Copy the records below in full, changing no character.

++++++

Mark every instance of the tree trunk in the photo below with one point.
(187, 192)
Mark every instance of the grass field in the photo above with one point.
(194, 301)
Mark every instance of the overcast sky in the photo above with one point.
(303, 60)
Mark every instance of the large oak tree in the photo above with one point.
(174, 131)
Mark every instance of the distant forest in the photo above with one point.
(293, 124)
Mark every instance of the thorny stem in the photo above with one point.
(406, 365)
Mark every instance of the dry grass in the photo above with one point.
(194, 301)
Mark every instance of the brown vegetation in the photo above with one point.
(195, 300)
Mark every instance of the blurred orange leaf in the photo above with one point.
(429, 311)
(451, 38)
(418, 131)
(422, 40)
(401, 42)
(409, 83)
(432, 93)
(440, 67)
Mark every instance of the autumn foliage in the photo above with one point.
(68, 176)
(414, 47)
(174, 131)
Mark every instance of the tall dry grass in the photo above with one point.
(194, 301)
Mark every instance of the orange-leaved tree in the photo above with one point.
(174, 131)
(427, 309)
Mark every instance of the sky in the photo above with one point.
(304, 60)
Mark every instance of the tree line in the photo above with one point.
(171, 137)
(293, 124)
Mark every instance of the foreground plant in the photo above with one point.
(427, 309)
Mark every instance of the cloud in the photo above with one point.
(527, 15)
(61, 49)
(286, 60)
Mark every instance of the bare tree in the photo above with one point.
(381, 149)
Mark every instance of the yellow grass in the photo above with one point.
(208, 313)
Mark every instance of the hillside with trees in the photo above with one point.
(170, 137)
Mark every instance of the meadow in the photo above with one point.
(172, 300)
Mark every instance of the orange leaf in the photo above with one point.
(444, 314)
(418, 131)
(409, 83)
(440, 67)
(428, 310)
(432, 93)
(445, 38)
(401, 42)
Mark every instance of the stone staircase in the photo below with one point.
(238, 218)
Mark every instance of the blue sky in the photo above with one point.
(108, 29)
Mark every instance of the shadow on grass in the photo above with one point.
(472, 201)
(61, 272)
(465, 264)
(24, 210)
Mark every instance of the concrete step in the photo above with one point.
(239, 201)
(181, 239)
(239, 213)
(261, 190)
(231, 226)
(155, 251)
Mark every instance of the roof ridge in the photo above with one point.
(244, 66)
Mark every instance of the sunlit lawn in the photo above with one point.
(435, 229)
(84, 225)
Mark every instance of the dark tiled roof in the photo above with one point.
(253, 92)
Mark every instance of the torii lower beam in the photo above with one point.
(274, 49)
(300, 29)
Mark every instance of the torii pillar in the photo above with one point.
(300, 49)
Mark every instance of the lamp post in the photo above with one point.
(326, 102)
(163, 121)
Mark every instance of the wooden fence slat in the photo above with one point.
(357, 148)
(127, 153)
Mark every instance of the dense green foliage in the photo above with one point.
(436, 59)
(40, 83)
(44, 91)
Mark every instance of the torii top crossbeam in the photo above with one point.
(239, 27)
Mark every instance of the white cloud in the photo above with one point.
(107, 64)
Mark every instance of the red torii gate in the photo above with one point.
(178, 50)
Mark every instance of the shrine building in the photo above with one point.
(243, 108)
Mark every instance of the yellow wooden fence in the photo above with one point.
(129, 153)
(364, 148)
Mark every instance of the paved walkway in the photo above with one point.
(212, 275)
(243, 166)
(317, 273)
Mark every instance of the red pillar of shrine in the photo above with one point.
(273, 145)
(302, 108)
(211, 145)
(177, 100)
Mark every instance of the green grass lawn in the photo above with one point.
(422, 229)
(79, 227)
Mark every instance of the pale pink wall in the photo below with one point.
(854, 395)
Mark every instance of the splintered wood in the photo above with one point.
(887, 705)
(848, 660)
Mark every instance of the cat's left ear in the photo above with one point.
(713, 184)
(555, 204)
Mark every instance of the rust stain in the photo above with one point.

++++++

### SOLUTION FOR THIS EXERCISE
Mark every instance of the tree trunk in the photo below with one point.
(187, 192)
Mark every instance of the grass field in the photo above with one point.
(194, 301)
Mark every instance of the overcast sky in the photo above with one point.
(303, 60)
Mark every instance of the large oak tree in the photo above with one point.
(174, 131)
Mark every instance of the distant forest in the photo above with one point.
(293, 124)
Mark every instance of the thorny stem in the photo above with one point.
(406, 365)
Mark every instance of the dry grass in the photo above with one point.
(194, 301)
Mark every instance of the brown vegetation in the photo above with one point.
(195, 300)
Mark every instance of the blurred orange leaf in the photo above with one point.
(429, 311)
(451, 38)
(418, 131)
(422, 40)
(401, 42)
(409, 83)
(432, 93)
(440, 67)
Mark every instance of the autumn foliage in the photo above with one point.
(68, 176)
(414, 47)
(174, 131)
Mark every instance of the tall dry grass in the photo above with one point.
(194, 301)
Mark every instance of the orange-leaved tree in the photo above with one point.
(174, 131)
(427, 309)
Mark every instance of the sky in the photo above with one point.
(304, 60)
Mark every instance of the tree line in the photo above with one point.
(171, 137)
(293, 124)
Mark every instance of the foreground plant in the photo above with one point.
(427, 309)
Mark every instance of the cloud in the photo above with one point.
(527, 15)
(61, 49)
(286, 60)
Mark every instance of the bare tree in the photo above with one point.
(381, 149)
Mark every instance of the yellow grass in the photo above with one point.
(208, 313)
Mark every instance of the hillside with trees in the photo above with one point.
(170, 137)
Mark every instance of the meadow in the photo above with one point.
(172, 300)
Mark every instance of the orange leaf in the photo above with one point.
(444, 314)
(418, 131)
(409, 83)
(440, 67)
(428, 310)
(432, 93)
(445, 38)
(401, 42)
Mark every instance of the stone staircase in the photo below with one point.
(238, 218)
Mark every instance of the blue sky in the photo above with one point.
(108, 29)
Mark every instance of the shadow on grass in the photo above with one point.
(472, 201)
(61, 272)
(465, 264)
(24, 210)
Mark every instance of the concrete step in the photo above with one point.
(239, 201)
(181, 239)
(239, 213)
(261, 190)
(231, 226)
(155, 251)
Mark every instance of the roof ridge in the photo above with one point.
(244, 66)
Mark every instance of the sunlit lawn in the photo above with one point.
(435, 229)
(84, 225)
Mark every instance of the dark tiled roof in the photo above with one point.
(253, 92)
Mark every instance of the torii lower beam in the photo above with one point.
(274, 49)
(300, 29)
Mark every instance of the torii pillar in the photo above with one point.
(300, 49)
Mark every instance of the lamp post in the photo above with one point.
(326, 102)
(163, 121)
Mark every instance of the wooden fence slat in the photo above with one point.
(357, 148)
(127, 153)
Mark every instance of the dense green foliage in the photo above with one point.
(436, 59)
(40, 83)
(44, 91)
Mark every instance of the torii top crossbeam in the photo above with one point.
(239, 27)
Mark every instance of the white cloud in the photo above with one point.
(107, 64)
Mark every instance of the red torii gate in the photo above with one point.
(178, 50)
Mark every instance of the shrine building in the photo above with one point.
(243, 108)
Mark every instance of the yellow wooden fence in the photo above with one point.
(129, 153)
(364, 148)
Mark every instance of the paved walkway in the photo above with one point.
(212, 275)
(243, 166)
(317, 273)
Mark every instance of the red pillar of shrine in the photo above with one point.
(273, 145)
(302, 108)
(211, 145)
(177, 100)
Mark every instance of the green grass lawn in the photo above with one point.
(422, 229)
(79, 227)
Mark every instance of the pale pink wall in the photo below with one point.
(854, 395)
Mark every instance of the splintered wood in the photo above with one point.
(887, 705)
(848, 660)
Mark every instance of the cat's left ear in the photo above with one point.
(713, 184)
(555, 204)
Mark every instance of the rust stain in the photo above with one point.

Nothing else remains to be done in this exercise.